__Directions for this task__: Within these entries, which lines include the string "soil"? Copy each one.

__Records provided__:

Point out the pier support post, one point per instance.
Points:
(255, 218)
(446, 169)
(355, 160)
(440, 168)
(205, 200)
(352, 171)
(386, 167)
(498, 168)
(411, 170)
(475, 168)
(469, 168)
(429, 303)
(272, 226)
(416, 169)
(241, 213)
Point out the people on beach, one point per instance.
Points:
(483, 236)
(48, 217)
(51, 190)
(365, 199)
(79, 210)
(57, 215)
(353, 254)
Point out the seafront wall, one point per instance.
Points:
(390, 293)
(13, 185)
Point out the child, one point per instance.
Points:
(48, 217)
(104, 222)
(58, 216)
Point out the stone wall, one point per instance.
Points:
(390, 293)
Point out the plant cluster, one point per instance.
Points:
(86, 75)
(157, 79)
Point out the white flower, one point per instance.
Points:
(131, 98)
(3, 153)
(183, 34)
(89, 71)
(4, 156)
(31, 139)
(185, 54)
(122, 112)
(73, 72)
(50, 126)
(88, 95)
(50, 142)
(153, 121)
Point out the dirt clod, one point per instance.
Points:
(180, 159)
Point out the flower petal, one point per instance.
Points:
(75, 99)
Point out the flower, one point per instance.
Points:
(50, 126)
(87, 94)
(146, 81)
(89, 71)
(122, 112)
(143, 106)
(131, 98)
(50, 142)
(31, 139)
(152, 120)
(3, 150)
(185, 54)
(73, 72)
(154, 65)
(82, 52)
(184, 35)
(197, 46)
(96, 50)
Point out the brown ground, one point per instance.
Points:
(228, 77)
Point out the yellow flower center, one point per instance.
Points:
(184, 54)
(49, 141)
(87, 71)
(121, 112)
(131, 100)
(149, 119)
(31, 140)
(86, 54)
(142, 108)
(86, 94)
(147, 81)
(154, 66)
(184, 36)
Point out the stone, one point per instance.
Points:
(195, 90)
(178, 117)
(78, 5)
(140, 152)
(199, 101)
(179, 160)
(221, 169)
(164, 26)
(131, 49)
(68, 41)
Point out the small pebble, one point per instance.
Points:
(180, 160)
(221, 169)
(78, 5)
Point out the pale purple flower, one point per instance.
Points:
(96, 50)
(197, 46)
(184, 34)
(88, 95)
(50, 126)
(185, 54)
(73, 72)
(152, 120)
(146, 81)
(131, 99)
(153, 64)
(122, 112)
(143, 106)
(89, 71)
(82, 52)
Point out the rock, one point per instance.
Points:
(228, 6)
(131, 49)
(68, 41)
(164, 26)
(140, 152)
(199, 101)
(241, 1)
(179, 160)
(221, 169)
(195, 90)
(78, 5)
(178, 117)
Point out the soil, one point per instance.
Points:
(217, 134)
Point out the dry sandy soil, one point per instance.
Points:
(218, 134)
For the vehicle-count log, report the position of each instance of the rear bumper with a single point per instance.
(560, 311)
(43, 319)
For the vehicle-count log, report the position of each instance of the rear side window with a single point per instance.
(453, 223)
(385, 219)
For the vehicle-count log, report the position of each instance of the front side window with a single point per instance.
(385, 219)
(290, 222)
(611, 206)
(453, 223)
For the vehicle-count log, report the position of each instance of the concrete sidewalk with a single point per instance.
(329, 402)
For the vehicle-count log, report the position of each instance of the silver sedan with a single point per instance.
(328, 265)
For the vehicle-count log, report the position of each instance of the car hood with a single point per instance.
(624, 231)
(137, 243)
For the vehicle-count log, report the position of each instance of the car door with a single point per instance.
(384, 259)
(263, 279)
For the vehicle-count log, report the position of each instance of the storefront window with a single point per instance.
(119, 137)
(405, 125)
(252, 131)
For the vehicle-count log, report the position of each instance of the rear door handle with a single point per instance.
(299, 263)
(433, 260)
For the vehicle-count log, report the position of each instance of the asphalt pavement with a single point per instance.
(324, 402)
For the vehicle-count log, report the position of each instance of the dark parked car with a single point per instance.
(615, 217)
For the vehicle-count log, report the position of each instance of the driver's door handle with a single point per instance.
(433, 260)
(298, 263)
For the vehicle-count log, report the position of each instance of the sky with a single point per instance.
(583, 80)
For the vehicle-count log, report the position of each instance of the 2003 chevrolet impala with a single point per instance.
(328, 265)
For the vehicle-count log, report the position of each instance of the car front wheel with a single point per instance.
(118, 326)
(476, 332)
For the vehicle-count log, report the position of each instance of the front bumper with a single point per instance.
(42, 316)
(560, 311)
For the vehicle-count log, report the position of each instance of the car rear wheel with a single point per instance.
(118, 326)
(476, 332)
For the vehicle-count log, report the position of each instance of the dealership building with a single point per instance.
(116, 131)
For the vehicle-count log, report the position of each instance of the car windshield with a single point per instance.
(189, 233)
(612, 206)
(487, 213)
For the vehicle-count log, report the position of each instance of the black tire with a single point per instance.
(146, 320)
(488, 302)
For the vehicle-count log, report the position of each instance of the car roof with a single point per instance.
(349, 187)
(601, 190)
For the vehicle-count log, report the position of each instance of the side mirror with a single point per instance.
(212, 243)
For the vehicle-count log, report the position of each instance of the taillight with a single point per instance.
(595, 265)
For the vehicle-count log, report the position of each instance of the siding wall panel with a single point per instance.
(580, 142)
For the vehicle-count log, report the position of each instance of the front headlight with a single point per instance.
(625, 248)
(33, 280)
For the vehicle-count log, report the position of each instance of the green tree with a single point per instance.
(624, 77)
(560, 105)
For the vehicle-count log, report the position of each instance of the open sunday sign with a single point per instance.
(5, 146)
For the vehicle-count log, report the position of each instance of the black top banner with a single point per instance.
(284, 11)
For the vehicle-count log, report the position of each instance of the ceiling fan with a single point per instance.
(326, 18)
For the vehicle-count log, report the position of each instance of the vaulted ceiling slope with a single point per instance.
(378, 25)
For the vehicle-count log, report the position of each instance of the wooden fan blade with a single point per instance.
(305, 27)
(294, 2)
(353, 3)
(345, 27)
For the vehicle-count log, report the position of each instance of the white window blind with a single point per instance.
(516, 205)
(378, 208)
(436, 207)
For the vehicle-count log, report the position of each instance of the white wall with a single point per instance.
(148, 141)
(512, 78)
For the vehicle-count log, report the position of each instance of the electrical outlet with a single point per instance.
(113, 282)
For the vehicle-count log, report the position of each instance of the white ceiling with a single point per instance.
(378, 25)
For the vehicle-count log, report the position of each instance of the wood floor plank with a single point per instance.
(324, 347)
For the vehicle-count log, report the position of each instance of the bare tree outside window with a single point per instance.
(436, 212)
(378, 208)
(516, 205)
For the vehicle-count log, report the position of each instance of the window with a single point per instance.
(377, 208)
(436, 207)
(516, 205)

__Response box__:
Point out the soil, one point per instance.
Point out the dry sandy soil, one point per instance.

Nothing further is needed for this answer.